> **Exercise task**: Count the lines below that contain the string "framed" and reply with that number alone.

> **Extracted material**:
★ ★ ★ ★ ★

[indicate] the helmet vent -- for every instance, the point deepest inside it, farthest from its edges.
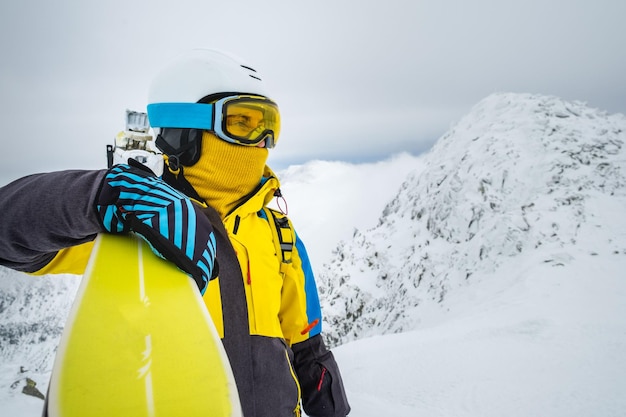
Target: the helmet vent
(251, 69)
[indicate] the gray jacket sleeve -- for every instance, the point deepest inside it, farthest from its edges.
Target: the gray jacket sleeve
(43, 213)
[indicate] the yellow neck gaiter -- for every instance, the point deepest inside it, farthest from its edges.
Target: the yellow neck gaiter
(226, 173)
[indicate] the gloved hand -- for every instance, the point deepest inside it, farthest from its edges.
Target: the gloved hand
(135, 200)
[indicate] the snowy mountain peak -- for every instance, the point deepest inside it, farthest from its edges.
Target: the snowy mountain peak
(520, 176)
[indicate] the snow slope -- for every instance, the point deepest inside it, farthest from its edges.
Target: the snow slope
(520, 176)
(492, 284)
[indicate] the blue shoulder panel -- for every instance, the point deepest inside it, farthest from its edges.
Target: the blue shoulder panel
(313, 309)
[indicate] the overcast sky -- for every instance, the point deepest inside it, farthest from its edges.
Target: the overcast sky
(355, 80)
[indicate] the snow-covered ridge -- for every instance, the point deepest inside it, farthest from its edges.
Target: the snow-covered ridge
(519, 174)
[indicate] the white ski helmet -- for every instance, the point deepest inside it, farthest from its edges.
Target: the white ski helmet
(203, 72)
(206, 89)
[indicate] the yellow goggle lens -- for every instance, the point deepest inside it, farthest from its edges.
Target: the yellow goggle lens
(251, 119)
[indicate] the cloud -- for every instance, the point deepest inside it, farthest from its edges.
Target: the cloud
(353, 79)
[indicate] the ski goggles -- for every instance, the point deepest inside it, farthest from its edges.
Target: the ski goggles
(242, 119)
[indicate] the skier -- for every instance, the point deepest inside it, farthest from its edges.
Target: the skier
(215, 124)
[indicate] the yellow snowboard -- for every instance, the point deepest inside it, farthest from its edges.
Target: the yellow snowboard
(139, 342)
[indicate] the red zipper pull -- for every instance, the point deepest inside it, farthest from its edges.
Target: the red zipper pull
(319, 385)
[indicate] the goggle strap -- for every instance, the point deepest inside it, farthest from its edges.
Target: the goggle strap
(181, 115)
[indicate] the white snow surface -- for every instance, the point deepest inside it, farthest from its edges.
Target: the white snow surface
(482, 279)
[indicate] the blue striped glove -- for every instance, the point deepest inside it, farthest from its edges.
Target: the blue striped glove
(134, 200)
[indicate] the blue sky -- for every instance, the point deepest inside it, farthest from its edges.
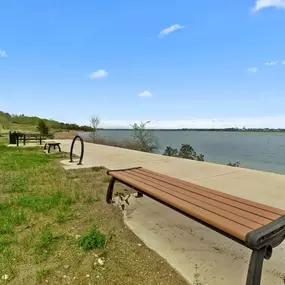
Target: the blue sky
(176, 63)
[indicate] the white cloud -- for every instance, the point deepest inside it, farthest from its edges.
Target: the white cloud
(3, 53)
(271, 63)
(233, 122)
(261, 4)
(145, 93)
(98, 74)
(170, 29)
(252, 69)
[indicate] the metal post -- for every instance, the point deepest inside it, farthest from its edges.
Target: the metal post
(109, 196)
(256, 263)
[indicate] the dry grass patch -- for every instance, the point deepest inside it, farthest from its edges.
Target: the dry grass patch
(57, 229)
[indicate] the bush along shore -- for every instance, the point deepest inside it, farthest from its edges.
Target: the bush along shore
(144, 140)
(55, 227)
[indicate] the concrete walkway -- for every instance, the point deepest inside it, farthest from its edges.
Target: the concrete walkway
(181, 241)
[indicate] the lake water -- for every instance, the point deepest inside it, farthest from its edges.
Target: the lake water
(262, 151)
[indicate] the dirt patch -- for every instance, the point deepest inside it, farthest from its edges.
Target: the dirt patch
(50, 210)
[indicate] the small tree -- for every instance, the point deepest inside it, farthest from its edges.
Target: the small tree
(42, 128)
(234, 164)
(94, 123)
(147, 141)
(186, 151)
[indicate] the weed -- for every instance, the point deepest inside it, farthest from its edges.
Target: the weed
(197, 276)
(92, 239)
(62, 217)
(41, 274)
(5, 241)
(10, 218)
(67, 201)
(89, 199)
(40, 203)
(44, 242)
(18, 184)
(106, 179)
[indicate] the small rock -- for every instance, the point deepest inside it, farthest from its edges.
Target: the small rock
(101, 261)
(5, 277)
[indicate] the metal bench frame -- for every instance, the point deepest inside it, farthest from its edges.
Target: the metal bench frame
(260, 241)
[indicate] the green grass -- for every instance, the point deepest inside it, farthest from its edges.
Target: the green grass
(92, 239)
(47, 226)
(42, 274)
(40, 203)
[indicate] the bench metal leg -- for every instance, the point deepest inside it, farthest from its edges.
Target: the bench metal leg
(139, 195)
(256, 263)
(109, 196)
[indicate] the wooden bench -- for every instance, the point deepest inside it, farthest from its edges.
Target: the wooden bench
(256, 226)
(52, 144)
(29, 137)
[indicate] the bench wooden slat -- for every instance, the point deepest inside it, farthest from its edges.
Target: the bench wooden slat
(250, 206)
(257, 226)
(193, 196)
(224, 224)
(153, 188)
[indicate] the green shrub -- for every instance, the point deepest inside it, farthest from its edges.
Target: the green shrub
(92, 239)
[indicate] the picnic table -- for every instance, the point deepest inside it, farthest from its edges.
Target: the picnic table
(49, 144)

★ ★ ★ ★ ★

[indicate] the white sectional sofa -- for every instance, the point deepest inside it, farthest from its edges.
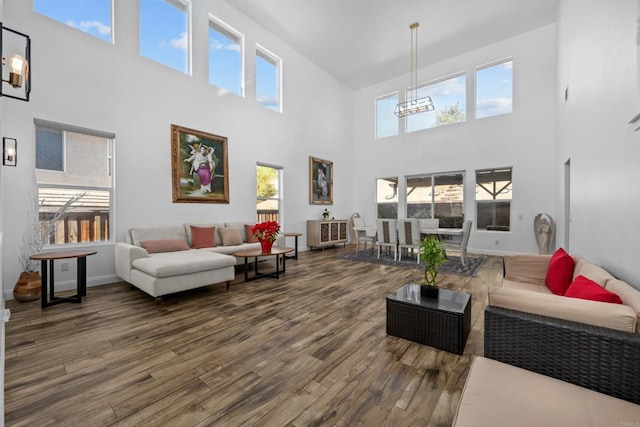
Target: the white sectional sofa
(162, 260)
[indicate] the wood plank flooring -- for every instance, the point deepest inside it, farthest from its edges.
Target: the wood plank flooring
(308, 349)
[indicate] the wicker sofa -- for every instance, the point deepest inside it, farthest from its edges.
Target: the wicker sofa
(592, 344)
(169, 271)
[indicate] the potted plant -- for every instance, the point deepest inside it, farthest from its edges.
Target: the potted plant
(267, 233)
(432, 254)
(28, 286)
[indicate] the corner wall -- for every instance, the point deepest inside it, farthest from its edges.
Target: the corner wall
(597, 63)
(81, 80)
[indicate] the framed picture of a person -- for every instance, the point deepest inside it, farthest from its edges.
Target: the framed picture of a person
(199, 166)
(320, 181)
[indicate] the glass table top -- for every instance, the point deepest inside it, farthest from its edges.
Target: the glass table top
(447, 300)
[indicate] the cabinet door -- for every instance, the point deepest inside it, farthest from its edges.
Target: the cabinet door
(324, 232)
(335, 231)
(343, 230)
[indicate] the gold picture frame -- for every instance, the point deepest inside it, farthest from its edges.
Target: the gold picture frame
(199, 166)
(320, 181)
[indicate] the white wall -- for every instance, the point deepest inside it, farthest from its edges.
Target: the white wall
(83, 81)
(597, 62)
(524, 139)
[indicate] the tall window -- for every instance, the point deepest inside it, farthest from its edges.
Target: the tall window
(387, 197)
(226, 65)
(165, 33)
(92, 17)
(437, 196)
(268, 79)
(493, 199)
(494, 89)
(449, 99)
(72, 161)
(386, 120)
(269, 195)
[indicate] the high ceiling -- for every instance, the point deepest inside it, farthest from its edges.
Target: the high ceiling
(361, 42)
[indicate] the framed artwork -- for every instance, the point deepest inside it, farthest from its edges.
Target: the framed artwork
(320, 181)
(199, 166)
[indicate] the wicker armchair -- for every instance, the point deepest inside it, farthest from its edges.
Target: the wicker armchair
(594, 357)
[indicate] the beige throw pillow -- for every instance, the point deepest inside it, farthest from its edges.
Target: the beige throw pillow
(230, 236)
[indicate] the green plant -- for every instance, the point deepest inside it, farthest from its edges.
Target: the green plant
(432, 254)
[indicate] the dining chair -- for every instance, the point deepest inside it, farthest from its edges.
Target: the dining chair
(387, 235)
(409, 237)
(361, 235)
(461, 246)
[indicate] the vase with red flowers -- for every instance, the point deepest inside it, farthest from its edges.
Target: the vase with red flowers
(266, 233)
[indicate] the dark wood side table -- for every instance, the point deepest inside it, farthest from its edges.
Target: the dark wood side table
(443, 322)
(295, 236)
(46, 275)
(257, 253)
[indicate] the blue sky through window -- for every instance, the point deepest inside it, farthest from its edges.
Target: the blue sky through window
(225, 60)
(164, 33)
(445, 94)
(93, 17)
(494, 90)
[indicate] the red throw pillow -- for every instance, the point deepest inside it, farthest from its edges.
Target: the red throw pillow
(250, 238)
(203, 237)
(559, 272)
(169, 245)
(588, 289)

★ ★ ★ ★ ★

> **Task solution**: 4